- TASK OBJECTIVE: Return the material word for word. Do not include the pictures.

--- start of DATASET EXCERPTS ---

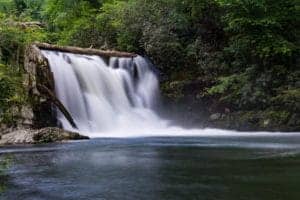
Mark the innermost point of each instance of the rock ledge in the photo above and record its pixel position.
(45, 135)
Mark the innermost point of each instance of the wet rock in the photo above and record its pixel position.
(215, 116)
(45, 135)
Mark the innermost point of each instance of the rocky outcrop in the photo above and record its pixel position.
(45, 135)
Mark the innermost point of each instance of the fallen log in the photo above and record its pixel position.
(86, 51)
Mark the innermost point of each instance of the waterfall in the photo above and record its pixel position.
(114, 98)
(105, 96)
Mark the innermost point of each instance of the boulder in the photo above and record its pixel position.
(45, 135)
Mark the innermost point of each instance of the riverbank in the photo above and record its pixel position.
(45, 135)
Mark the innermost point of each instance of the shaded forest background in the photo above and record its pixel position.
(232, 63)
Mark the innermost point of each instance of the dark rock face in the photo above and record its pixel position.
(45, 135)
(39, 76)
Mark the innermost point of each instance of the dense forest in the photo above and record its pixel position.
(236, 61)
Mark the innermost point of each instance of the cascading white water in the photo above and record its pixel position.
(115, 99)
(105, 98)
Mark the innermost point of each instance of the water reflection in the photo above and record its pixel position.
(158, 168)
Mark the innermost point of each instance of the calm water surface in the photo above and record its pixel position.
(229, 168)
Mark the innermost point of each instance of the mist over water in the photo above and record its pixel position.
(114, 98)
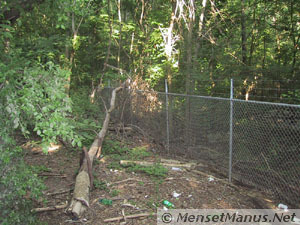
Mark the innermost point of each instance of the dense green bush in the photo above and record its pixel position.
(19, 186)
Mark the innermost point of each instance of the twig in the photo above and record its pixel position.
(129, 217)
(122, 181)
(143, 132)
(52, 208)
(60, 192)
(52, 175)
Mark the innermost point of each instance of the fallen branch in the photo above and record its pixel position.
(123, 181)
(134, 216)
(145, 163)
(51, 208)
(80, 199)
(52, 175)
(60, 192)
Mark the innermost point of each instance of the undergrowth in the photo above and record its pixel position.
(117, 151)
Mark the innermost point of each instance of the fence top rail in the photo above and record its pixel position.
(267, 103)
(185, 95)
(220, 98)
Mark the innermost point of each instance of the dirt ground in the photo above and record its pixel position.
(133, 193)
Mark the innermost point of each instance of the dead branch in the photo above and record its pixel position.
(123, 181)
(52, 175)
(51, 208)
(134, 216)
(61, 192)
(80, 199)
(145, 163)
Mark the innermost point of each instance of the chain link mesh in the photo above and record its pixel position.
(266, 136)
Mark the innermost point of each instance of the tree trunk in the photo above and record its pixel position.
(80, 200)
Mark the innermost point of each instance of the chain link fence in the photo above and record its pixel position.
(265, 137)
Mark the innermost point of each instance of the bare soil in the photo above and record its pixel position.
(133, 193)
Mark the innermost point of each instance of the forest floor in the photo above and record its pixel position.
(132, 192)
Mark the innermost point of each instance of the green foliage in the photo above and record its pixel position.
(35, 100)
(101, 185)
(114, 193)
(19, 185)
(139, 153)
(87, 117)
(114, 148)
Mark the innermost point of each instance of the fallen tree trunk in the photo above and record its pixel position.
(80, 200)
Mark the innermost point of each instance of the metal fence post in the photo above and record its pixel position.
(230, 132)
(167, 116)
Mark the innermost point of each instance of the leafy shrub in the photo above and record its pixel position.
(35, 99)
(18, 187)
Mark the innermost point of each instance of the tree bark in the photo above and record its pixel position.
(80, 200)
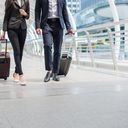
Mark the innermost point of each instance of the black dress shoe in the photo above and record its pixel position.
(55, 77)
(47, 77)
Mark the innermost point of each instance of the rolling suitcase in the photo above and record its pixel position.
(4, 62)
(65, 62)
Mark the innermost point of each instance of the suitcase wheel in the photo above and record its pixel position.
(5, 78)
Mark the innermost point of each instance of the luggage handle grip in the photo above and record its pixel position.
(5, 41)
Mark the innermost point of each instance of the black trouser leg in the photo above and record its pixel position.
(17, 39)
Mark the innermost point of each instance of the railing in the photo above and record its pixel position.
(99, 46)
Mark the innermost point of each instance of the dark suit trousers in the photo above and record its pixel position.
(17, 38)
(52, 36)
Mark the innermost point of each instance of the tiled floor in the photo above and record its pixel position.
(83, 99)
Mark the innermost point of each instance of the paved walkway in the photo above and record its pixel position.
(84, 99)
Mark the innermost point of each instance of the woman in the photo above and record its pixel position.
(16, 13)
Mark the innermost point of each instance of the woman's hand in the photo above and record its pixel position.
(22, 12)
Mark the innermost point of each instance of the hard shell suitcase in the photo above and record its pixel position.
(65, 62)
(4, 62)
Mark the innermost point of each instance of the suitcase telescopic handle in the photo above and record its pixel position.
(4, 41)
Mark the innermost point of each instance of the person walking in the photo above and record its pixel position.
(51, 17)
(16, 13)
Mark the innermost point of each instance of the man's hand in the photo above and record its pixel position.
(70, 32)
(39, 31)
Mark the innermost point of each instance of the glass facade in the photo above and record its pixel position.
(95, 12)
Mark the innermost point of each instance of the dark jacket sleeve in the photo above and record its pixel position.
(37, 13)
(7, 14)
(66, 16)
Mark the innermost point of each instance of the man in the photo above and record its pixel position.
(51, 16)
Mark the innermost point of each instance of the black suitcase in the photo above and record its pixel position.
(65, 62)
(4, 62)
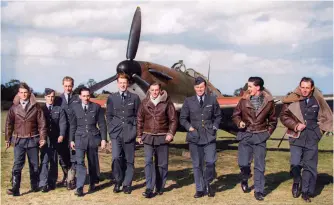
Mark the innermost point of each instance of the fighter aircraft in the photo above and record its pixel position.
(177, 80)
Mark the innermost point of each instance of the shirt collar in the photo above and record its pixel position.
(125, 93)
(199, 98)
(24, 102)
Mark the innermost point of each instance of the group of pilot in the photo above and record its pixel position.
(68, 127)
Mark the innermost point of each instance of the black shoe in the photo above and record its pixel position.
(295, 190)
(52, 186)
(45, 188)
(210, 191)
(306, 197)
(127, 189)
(258, 196)
(148, 193)
(79, 192)
(13, 192)
(34, 188)
(71, 185)
(244, 186)
(199, 194)
(117, 188)
(91, 188)
(159, 192)
(16, 181)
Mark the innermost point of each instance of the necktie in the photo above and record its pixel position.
(68, 98)
(123, 96)
(201, 101)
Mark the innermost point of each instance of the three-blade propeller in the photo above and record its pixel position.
(130, 67)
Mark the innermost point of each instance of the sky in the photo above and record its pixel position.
(280, 41)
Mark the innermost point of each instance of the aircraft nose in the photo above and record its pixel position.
(129, 67)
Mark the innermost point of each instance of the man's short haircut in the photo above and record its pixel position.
(257, 81)
(23, 85)
(123, 75)
(156, 83)
(84, 89)
(307, 79)
(68, 78)
(48, 91)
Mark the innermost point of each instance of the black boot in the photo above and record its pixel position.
(79, 192)
(245, 174)
(210, 191)
(64, 180)
(16, 181)
(34, 182)
(306, 197)
(244, 186)
(295, 190)
(117, 188)
(148, 193)
(199, 194)
(71, 182)
(258, 196)
(127, 189)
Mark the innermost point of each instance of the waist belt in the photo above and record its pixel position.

--- end of DATASET EXCERPTS ---

- FINAL RESULT:
Mark the innermost point of each instance of the rock ledge in the photo above and record its pixel position.
(45, 135)
Mark the innermost point of each instance of the wet rock in the photo above and record its pixel position.
(215, 116)
(45, 135)
Mark the innermost point of each instance of the rocky outcrop in the photo above and record its pixel position.
(45, 135)
Mark the innermost point of each instance of the fallen log in the photo above and record its pixel position.
(86, 51)
Mark the innermost point of each instance of the waterfall in the photo above and record its pixel position.
(114, 98)
(105, 96)
Mark the innermost point of each instance of the boulder in the photo above and record its pixel position.
(45, 135)
Mark the innermost point of each instance of the riverbank in the photo above and record its pixel position.
(45, 135)
Mark the innermost point of each instance of the shaded forest background in the photo above and record its pixel position.
(232, 63)
Mark the innermost point of each instance of the dark rock face in the photo above and record its pixel position.
(45, 135)
(39, 76)
Mark the innermost point of each instance of the dense forest in the photo above and record its pixel position.
(236, 61)
Mark the innermost point of each instance of the cascading white water in the photo above and record its pixel position.
(115, 99)
(105, 98)
Mark the innermost point of each instance of the water reflection in the photo above and record its pixel position.
(158, 168)
Mark the innermost point of each instance of the calm water surface in the photo above and record its pixel position.
(229, 168)
Mark the innermost point of each instance of the mist over water in the photo above and record its pixel position.
(114, 98)
Mark the innermost point of each instance of the dense green bush in the photo above and record its pixel position.
(19, 186)
Mark the innermost point of each instance of the twig in the photo above and record its pixel position.
(129, 217)
(122, 181)
(143, 132)
(52, 208)
(60, 192)
(52, 175)
Mark the innermost point of each instance of the fallen branch in the photo above and record its pixel position.
(123, 181)
(134, 216)
(145, 163)
(51, 208)
(80, 199)
(52, 175)
(60, 192)
Mark the innermost point of each instance of the undergrowth in the photo above and record its pixel position.
(117, 151)
Mark the innermost point of each instance of the fence top rail in the photo above and record its pixel position.
(267, 103)
(185, 95)
(220, 98)
Mark the innermost point of each instance of the dirt ground in the photo above and record its pixel position.
(133, 193)
Mark the innermost point of each instance of the dead branch in the photo above and record its pixel position.
(123, 181)
(52, 175)
(51, 208)
(134, 216)
(61, 192)
(80, 199)
(145, 163)
Mark the innermost point of each instance of the chain link mesh in the photo above and record its pixel position.
(266, 136)
Mark the innermost point of each instance of the tree trunk in the photo above and record its pixel position.
(80, 200)
Mark the innermost point of each instance of the chain link fence in the photo above and record its pixel position.
(265, 137)
Mark the innermost point of each instance of the bare soil in the photo above and record its pixel position.
(133, 193)
Mark the innermost point of each instance of the forest floor in the photo above and record its pixel position.
(132, 192)
Mark the innermost point of each instance of the green foliage in the photo above and record its pixel position.
(35, 100)
(101, 185)
(114, 193)
(19, 185)
(139, 153)
(87, 117)
(114, 148)
Mark the innermost point of each instance of the fallen tree trunk in the photo above and record its pixel position.
(80, 200)
Mark the innermost point of each instance of the metal fence post in the photo above and record its pixel position.
(230, 132)
(167, 116)
Mark the innermost point of each instance of the leafy shrub in the photo above and record its pixel position.
(35, 99)
(18, 187)
Mark the innermost point of each instance of the tree bark in the photo above and record its pixel position.
(80, 200)
Mark the innermost point of each instance of the black dress shoe in the photo above and record its pixel position.
(55, 77)
(47, 77)
Mark the innermost point of each instance of the rolling suitcase in the photo above and record its pixel position.
(4, 62)
(65, 62)
Mark the innermost point of each instance of the suitcase wheel in the photo above and record its pixel position.
(5, 78)
Mark the innermost point of each instance of the luggage handle grip in the photo above and record its pixel position.
(5, 41)
Mark the innermost point of each instance of the black trouser leg in the photo above and record its pixel position.
(17, 39)
Mark the innermost point of each instance of the railing in the photo above and record its pixel position.
(99, 46)
Mark the innermost point of each instance of the dark suit trousers in the photo above and record its pixel position.
(17, 38)
(52, 36)
Mark the innermost point of each instance of the tiled floor in the photo above and record its pixel position.
(83, 99)
Mark the innermost point of each instance of the paved walkway in the photo above and record its pixel position.
(84, 99)
Mark the innermost point of each instance of the woman in the photo above and record its pixel position.
(16, 13)
Mark the innermost point of each instance of the woman's hand in the photo above and record its pixel position.
(22, 12)
Mark the innermost point of each instance of the hard shell suitcase in the photo above and record its pixel position.
(65, 62)
(4, 62)
Mark the innermost point of each instance of the suitcase telescopic handle in the photo above and record its pixel position.
(4, 41)
Mark the innermost point of each instance of the person walking in the photo above and record its pixel position.
(51, 17)
(16, 13)
Mark the innermost point of each instance of the man's hand in the photo above and record its pixel position.
(70, 32)
(39, 31)
Mark the innermost point of each instance of the glass facade in the photo above and record its pixel position.
(95, 12)
Mark the innermost point of each instance of the dark jacket sleeve in the photo above and record its pixel position.
(37, 13)
(7, 14)
(66, 16)
Mark the innermost point of each instance of the man in the photo above and record its pixel position.
(51, 16)
Mark the innermost point of each instance of the black suitcase in the photo above and record its pixel position.
(65, 62)
(4, 62)
Mark the innermost point of each instance of the fighter aircraft in the photo above and record its pixel position.
(177, 80)
Mark the innermost point of each instance of the shirt collar in the photo above and record its pixel position.
(125, 93)
(199, 98)
(24, 102)
Mark the innermost point of each instance of the group of pilot in the photo above and record its pixel position.
(68, 127)
Mark the innermost point of each instance of the black shoe in the photo above and record its pixel position.
(295, 190)
(52, 186)
(45, 188)
(210, 191)
(306, 197)
(127, 189)
(258, 196)
(148, 193)
(79, 192)
(13, 192)
(34, 188)
(71, 185)
(244, 186)
(199, 194)
(117, 188)
(91, 188)
(159, 192)
(16, 181)
Mark the innermost point of each instance of the necktie in the photo above and record its pixel position.
(68, 98)
(123, 96)
(201, 101)
Mark the innermost point of each instance of the three-blade propeller in the photo above and record its pixel position.
(130, 67)
Mark the innermost point of each instance of the sky in the photo above and record its pixel position.
(280, 41)
Mark the innermost point of each instance of the aircraft nose in the photo above and record its pixel position.
(129, 67)
Mark the innermost point of each instance of the man's short haircut in the photo above and record its pixel position.
(257, 81)
(23, 85)
(123, 75)
(156, 83)
(84, 89)
(307, 79)
(68, 78)
(48, 91)
Mark the innermost point of each instance of the black boot in the photo above and record its pixel position.
(79, 192)
(245, 174)
(210, 191)
(64, 180)
(16, 181)
(34, 182)
(306, 197)
(244, 186)
(295, 190)
(117, 188)
(148, 193)
(199, 194)
(71, 182)
(258, 196)
(127, 189)
Mark the innermost point of each instance of the waist belt in the photo above and record its pixel position.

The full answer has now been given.